═════ Stored data

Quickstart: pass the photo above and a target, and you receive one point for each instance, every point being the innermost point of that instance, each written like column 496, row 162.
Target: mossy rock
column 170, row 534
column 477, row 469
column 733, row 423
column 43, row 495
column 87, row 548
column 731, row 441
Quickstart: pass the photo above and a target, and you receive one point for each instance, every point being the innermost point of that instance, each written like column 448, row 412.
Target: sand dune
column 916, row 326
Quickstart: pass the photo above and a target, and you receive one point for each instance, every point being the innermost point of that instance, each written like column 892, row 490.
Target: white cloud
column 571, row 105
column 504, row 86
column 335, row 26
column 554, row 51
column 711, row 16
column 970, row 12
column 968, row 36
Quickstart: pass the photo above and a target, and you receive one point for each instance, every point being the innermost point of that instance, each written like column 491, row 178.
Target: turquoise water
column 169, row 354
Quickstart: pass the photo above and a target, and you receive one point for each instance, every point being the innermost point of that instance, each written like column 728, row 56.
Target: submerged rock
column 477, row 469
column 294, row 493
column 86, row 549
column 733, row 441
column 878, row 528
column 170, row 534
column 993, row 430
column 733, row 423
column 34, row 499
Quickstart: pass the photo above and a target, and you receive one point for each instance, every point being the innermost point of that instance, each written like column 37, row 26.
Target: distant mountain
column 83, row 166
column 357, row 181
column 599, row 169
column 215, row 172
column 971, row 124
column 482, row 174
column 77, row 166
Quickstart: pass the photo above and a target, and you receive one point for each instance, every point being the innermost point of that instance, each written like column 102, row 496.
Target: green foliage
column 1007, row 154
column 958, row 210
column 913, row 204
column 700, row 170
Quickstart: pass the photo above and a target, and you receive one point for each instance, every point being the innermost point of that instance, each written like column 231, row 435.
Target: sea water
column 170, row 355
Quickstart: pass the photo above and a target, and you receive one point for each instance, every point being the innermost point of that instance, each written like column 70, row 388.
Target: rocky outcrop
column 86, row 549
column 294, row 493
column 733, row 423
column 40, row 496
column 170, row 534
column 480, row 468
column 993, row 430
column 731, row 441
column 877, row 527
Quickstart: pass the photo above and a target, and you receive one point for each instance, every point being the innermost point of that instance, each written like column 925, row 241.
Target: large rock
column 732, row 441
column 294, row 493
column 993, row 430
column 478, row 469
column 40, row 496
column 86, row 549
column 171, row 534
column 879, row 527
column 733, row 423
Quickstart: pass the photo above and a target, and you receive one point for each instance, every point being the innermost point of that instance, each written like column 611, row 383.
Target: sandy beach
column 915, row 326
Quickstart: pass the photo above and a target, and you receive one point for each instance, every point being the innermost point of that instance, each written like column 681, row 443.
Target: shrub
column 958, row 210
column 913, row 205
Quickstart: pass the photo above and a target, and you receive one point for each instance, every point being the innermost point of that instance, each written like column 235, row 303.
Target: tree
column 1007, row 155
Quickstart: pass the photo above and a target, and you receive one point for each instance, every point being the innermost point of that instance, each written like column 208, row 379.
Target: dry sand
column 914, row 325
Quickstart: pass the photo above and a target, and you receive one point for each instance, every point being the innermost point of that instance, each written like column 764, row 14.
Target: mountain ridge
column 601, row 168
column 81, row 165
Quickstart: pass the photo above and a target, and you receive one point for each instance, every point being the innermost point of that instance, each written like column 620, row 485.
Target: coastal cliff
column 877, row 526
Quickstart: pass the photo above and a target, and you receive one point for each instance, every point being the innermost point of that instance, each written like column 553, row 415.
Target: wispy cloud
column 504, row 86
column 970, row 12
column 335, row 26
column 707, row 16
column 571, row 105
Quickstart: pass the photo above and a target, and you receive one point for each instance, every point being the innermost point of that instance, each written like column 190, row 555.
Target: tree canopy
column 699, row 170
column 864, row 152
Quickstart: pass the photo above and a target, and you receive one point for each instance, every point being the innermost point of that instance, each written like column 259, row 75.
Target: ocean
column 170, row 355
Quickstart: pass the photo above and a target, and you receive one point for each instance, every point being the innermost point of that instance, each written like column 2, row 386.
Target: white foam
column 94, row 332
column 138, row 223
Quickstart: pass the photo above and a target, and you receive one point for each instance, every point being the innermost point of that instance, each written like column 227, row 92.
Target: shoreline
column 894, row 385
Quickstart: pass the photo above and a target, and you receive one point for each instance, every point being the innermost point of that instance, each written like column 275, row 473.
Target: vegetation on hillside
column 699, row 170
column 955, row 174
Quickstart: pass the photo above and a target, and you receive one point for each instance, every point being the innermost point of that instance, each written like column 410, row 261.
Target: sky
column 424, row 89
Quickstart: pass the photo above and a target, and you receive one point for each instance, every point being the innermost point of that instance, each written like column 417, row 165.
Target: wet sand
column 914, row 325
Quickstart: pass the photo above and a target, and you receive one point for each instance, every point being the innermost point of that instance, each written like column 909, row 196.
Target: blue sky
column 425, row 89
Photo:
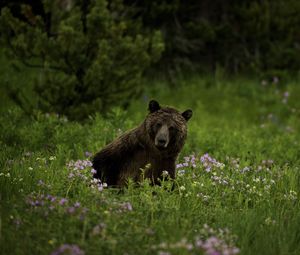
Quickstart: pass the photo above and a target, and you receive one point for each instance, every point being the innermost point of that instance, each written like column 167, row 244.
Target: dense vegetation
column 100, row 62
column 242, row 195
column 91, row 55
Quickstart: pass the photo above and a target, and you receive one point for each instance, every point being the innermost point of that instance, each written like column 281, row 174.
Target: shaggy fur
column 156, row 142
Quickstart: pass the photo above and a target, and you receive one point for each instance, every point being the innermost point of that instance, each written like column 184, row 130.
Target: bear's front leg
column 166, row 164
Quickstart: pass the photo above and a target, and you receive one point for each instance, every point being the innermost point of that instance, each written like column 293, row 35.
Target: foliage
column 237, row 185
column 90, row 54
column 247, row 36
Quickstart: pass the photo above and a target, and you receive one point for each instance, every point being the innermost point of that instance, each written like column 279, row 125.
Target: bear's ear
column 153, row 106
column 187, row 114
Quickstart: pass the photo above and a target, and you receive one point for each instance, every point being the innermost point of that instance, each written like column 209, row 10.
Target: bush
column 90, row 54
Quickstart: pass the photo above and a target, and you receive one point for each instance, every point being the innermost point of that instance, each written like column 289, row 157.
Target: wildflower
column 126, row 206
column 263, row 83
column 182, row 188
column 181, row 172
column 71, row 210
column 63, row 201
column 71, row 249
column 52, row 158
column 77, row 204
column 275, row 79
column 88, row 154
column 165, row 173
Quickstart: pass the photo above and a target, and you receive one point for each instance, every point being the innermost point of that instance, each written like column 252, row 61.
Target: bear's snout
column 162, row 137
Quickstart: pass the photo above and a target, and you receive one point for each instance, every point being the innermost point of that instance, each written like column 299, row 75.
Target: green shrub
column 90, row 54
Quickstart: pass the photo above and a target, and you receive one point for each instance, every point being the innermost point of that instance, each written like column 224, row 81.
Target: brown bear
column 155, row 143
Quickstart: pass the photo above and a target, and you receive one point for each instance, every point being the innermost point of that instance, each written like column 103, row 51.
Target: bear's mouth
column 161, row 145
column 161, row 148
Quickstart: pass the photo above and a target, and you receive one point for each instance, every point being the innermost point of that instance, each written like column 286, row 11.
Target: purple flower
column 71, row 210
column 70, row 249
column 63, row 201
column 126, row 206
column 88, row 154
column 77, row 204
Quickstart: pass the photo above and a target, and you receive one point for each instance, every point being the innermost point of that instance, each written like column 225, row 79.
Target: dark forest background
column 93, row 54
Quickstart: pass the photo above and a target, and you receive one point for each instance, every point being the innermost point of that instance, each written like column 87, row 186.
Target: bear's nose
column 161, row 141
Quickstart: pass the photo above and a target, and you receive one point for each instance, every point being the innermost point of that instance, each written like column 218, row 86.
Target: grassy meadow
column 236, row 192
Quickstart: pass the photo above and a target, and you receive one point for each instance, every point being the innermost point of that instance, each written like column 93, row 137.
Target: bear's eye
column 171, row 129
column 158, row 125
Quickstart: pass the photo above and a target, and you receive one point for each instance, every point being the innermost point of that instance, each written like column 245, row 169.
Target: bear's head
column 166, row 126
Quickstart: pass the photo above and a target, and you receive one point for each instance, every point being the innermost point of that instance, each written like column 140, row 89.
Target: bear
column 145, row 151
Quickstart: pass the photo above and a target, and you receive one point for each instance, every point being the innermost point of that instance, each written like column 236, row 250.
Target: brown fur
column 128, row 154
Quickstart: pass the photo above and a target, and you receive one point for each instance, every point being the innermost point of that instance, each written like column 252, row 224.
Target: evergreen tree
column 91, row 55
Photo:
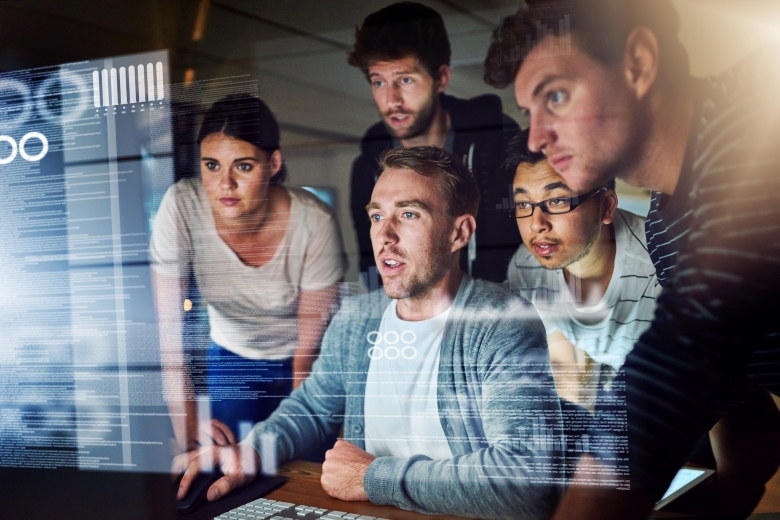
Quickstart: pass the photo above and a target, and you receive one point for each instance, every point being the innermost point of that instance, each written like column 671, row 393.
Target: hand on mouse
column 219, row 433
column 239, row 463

══════════

Copy out the data above word for word, starting at its first line and ending with the line that contains "37, row 26.".

Quickstart: pass the photo above and a target, and you receive one point for each instance, every point being the innermost point of that instance, each written like column 496, row 162.
Target: mossy rock
column 170, row 534
column 477, row 469
column 733, row 423
column 43, row 495
column 87, row 548
column 731, row 441
Quickstart: pass the photo above and a target, and you receive one point for each instance, every point being the innermost point of that instance, each written like column 448, row 412.
Target: sand dune
column 916, row 326
Quickstart: pass the photo above and a target, and you receive one point for each instance, every point being the innermost point of that instance, each written like column 892, row 490.
Target: white cloud
column 571, row 105
column 504, row 86
column 335, row 26
column 554, row 51
column 711, row 16
column 970, row 12
column 968, row 36
Quickstart: pass the photo above and a target, and you receive one point for each instance, every point being the innermost point of that instance, each written like column 491, row 178.
Target: turquoise water
column 169, row 354
Quickstart: pass the photo above and a target, and you receive one point for each instance, every point being the innermost point of that instance, each written like column 728, row 56.
Target: submerged rock
column 477, row 469
column 294, row 493
column 86, row 549
column 733, row 441
column 878, row 528
column 170, row 534
column 993, row 430
column 733, row 423
column 34, row 499
Quickstart: pass the photo above and a target, and you receive one point for each instance, every point being the innermost point of that instance, each written like column 37, row 26.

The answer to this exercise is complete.